#### DATA RECORDS
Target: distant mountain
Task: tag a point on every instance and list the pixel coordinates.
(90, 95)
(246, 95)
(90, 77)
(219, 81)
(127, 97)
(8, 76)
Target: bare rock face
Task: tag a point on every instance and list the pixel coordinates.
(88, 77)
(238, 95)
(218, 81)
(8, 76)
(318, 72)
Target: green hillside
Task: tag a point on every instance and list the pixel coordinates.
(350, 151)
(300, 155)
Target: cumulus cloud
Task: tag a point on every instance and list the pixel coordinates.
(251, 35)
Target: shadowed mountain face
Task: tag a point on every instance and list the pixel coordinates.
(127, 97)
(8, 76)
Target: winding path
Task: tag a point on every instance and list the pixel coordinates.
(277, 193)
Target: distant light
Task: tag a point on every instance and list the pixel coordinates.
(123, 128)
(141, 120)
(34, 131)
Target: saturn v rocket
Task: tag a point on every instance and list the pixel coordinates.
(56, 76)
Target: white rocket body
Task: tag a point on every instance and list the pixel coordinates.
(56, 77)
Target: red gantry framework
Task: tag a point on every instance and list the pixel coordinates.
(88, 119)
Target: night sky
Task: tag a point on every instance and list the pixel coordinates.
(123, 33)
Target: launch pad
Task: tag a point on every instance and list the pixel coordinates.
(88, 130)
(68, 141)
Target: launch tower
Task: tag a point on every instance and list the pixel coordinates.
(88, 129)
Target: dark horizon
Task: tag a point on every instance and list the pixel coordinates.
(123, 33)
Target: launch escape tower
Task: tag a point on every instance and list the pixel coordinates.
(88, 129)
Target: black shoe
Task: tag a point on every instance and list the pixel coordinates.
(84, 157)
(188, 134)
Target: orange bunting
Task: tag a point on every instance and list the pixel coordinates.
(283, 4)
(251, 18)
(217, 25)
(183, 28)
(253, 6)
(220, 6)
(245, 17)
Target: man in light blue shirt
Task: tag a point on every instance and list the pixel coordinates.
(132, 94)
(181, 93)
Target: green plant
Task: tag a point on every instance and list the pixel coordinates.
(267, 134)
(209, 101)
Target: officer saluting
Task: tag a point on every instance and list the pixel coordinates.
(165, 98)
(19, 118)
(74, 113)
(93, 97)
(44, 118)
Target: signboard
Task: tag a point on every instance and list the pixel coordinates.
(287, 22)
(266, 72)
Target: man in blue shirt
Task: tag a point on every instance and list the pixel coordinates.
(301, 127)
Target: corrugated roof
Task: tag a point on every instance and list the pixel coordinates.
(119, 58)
########
◆ GOAL
Format the records above as a two-column CSV with the header <c1>label_task</c1>,<c2>points</c2>, giving one row per record: its text under "label_task" and its answer under "points". Put each value inside double quotes as a single field, and replace any line breaks with spaces.

◆ SOLUTION
label_task,points
"Target: distant mountain Task: tag a point on every instance and list the pixel coordinates.","(90, 95) (246, 95) (90, 77) (219, 81) (127, 97) (8, 76)"
"Target: bare rock face Task: tag a point on every instance and list the pixel coordinates.","(88, 77) (238, 95) (218, 81) (8, 76) (318, 72)"
"Target: green hillside Task: tag a point on every instance and list the pixel coordinates.","(350, 151) (300, 155)"
"Target: cumulus cloud Task: tag a point on every instance and list the pixel coordinates.","(251, 35)"
"Target: shadowed mountain face Task: tag a point on every instance and list the pixel coordinates.","(127, 97) (8, 76)"
"Target: winding path Task: tag a point on every instance and list the pixel coordinates.","(277, 193)"
"Target: distant light Task: tag a point on every instance and list the pixel coordinates.","(123, 128) (141, 120) (34, 131)"
"Target: saturn v rocket Task: tag a point on every instance and list the pixel coordinates.","(56, 76)"
"Target: white rocket body Task: tag a point on every instance and list the pixel coordinates.","(56, 77)"
"Target: red gantry framework Task: tag a point on every instance and list the pixel coordinates.","(88, 119)"
"Target: night sky Task: tag a point on every instance and list the pixel coordinates.","(123, 33)"
"Target: launch pad Task: tag a point on every instance and list the pixel coordinates.","(88, 130) (68, 141)"
"Target: launch tower Task: tag a point on every instance and list the pixel coordinates.","(88, 129)"
"Target: dark horizon Task: tag a point on every instance and list the pixel coordinates.","(123, 33)"
"Target: launch escape tower Task: tag a point on every instance and list the pixel coordinates.","(88, 129)"
"Target: black shoe Task: tag a point on every instance and list the pixel coordinates.","(84, 157) (188, 134)"
"Target: orange bunting Task: tag a point on every instance and list the pixel coordinates.","(283, 4) (251, 18) (217, 25) (183, 28) (253, 6) (220, 6) (245, 17)"
"Target: man in light blue shirt Task: tag a point on every instance and list the pixel coordinates.","(132, 94) (181, 93)"
"Target: green plant Task: tag a point on every instance and list the pixel coordinates.","(267, 134) (209, 101)"
"Target: officer saluting Task: tag a point on every instance and list the pixel coordinates.","(165, 98) (19, 118) (74, 113) (93, 97) (44, 118)"
"Target: signboard Task: tag a point on every instance and list the pixel coordinates.","(287, 22) (266, 72)"
"Target: man in blue shirt Task: tag a point on every instance and list the pixel coordinates.","(301, 127)"
"Target: corrugated roof Task: tag a point on every instance and list the pixel coordinates.","(119, 58)"